Work to be completed
Reproduce the items below word for word, beginning at the line that contains "Here's a bet: you won't be able to pinpoint the stanchion" and continuing through the end of the items.

Records for processing
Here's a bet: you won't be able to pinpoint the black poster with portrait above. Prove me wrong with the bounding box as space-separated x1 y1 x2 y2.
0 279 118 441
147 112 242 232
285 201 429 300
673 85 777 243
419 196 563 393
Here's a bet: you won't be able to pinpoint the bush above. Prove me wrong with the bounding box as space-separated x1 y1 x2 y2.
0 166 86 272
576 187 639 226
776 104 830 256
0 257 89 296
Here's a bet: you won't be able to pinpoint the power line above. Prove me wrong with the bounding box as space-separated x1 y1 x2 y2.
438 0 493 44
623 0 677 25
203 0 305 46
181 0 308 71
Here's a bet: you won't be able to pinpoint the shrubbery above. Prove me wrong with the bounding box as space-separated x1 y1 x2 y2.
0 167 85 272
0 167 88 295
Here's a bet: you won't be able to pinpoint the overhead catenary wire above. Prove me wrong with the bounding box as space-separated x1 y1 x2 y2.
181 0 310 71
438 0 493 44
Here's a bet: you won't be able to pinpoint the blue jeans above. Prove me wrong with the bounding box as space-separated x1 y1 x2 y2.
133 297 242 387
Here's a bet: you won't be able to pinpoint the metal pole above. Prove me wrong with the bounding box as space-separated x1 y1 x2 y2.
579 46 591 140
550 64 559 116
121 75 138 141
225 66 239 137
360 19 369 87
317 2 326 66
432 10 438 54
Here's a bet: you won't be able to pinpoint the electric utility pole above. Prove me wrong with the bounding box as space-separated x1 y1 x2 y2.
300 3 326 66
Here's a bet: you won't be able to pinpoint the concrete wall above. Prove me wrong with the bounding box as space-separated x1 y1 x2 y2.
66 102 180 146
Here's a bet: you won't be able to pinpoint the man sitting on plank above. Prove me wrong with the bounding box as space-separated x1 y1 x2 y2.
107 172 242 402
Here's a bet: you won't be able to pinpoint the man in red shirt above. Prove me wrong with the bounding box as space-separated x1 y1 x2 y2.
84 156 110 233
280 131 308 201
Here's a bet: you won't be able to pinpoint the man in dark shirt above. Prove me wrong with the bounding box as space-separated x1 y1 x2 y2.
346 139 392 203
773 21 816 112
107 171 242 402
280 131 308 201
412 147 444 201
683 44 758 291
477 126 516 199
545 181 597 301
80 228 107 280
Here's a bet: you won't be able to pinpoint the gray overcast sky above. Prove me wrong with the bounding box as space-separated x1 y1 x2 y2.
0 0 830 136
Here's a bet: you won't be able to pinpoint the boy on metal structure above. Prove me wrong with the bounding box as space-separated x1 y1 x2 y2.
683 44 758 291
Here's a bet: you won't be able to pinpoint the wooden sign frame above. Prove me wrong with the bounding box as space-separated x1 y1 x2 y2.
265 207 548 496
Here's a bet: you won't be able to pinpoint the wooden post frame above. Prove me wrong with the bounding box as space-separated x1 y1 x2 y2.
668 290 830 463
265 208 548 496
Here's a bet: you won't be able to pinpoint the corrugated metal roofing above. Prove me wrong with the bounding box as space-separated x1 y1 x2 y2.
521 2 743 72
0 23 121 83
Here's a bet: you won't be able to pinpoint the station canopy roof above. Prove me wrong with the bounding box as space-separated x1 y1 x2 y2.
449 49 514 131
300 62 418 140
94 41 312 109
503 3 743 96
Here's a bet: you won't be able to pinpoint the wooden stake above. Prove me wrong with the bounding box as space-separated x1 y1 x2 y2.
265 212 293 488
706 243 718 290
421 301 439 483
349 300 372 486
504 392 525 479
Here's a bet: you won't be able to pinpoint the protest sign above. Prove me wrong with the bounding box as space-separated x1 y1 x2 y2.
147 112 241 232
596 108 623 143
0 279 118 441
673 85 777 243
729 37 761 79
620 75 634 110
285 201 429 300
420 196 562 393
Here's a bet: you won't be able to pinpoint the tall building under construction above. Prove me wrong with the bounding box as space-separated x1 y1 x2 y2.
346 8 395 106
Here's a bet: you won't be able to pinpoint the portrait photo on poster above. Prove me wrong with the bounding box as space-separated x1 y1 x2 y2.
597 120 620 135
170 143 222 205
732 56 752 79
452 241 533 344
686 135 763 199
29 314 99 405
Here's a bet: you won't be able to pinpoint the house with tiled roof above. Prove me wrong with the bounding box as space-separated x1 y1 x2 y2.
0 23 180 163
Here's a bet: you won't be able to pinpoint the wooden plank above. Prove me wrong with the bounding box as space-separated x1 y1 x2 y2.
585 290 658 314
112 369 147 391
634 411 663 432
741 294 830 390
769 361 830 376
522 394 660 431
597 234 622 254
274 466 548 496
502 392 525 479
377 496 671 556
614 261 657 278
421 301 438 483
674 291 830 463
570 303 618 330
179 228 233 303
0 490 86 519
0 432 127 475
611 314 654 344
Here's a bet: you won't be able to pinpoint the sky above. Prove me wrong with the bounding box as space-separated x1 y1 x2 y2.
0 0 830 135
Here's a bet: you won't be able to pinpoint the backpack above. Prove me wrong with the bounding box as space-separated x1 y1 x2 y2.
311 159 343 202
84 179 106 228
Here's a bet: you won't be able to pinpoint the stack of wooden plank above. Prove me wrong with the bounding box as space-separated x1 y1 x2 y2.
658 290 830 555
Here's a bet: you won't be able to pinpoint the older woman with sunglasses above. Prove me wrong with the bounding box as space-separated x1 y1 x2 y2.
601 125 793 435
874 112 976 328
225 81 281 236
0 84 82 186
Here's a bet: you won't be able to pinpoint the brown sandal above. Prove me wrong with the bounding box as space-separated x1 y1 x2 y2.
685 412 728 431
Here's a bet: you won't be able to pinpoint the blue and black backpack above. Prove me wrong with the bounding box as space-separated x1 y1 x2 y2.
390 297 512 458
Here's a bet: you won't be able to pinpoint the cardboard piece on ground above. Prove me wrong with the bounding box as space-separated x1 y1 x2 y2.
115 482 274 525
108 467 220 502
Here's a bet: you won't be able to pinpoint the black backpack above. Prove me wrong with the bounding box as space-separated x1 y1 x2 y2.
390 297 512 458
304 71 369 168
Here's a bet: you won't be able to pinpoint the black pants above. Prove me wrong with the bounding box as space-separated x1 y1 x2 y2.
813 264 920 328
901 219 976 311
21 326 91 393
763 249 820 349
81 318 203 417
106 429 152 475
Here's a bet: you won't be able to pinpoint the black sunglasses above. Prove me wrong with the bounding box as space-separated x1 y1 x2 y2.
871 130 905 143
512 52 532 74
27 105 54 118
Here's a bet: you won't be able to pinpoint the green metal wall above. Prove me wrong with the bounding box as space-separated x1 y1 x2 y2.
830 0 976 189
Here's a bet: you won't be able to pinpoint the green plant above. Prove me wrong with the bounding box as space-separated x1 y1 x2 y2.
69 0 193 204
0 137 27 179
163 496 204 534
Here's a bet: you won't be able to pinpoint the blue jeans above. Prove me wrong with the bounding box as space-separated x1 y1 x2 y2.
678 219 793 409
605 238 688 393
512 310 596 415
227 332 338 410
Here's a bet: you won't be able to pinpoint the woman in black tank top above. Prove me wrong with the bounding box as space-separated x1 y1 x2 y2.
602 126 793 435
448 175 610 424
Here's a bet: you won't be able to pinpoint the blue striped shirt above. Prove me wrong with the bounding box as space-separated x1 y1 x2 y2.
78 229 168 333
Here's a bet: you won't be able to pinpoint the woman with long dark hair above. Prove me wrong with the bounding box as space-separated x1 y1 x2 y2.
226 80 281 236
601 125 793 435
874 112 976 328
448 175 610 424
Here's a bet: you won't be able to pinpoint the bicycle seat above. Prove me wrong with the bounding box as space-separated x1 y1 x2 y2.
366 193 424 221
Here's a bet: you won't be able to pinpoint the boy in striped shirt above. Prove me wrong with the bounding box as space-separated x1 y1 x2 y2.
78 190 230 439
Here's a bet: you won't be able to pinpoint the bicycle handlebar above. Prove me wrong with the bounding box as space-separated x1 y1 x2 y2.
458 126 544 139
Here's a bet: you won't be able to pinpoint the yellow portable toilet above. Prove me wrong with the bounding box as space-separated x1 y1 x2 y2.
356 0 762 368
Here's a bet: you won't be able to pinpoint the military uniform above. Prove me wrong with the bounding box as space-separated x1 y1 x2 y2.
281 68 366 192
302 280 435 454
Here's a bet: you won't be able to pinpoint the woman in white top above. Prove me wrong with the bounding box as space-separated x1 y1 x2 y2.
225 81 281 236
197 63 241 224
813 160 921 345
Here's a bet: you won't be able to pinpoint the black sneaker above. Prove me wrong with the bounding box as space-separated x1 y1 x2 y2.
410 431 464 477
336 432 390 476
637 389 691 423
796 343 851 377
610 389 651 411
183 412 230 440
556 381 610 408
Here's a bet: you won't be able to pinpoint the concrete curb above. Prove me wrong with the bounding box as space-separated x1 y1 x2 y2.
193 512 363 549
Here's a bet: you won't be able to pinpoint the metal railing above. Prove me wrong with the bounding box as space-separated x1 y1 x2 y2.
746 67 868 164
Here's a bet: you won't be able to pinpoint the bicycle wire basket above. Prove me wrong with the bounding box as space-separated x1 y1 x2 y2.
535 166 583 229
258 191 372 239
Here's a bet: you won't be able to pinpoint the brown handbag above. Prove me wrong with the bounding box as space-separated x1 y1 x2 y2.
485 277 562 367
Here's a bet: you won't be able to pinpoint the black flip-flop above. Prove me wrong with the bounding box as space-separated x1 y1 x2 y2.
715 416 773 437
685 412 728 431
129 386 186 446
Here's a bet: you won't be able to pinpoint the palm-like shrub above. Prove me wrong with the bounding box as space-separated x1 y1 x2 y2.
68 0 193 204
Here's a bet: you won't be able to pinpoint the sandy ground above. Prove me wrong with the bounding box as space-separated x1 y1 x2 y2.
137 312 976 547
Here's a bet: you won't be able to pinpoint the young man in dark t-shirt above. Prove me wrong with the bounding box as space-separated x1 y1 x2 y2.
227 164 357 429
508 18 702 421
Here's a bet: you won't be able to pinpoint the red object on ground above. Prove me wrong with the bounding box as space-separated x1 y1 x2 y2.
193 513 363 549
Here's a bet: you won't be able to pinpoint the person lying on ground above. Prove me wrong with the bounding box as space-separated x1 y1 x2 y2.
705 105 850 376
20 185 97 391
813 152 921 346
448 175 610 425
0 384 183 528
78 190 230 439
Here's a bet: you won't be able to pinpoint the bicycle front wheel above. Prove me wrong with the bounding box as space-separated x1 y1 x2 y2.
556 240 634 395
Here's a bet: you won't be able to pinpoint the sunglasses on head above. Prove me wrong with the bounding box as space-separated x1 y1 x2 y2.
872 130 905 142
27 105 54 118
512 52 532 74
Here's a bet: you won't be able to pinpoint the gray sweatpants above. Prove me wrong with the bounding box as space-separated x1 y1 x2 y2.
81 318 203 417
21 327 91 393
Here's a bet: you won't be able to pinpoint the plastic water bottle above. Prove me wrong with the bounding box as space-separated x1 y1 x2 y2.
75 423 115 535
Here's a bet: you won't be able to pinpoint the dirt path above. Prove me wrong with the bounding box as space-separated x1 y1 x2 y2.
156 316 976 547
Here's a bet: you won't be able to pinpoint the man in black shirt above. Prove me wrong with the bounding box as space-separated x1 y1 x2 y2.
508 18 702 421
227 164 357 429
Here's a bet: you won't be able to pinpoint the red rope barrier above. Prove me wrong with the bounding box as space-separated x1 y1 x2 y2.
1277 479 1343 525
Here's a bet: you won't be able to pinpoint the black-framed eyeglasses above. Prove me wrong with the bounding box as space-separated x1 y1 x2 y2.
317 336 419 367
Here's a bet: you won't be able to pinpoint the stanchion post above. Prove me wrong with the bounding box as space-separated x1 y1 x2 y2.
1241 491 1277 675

Reply
Here's a bet: you won't be able to pinpoint the stanchion post above. Prove me wrong with the bounding box as space-separated x1 y1 x2 y2.
1241 491 1277 675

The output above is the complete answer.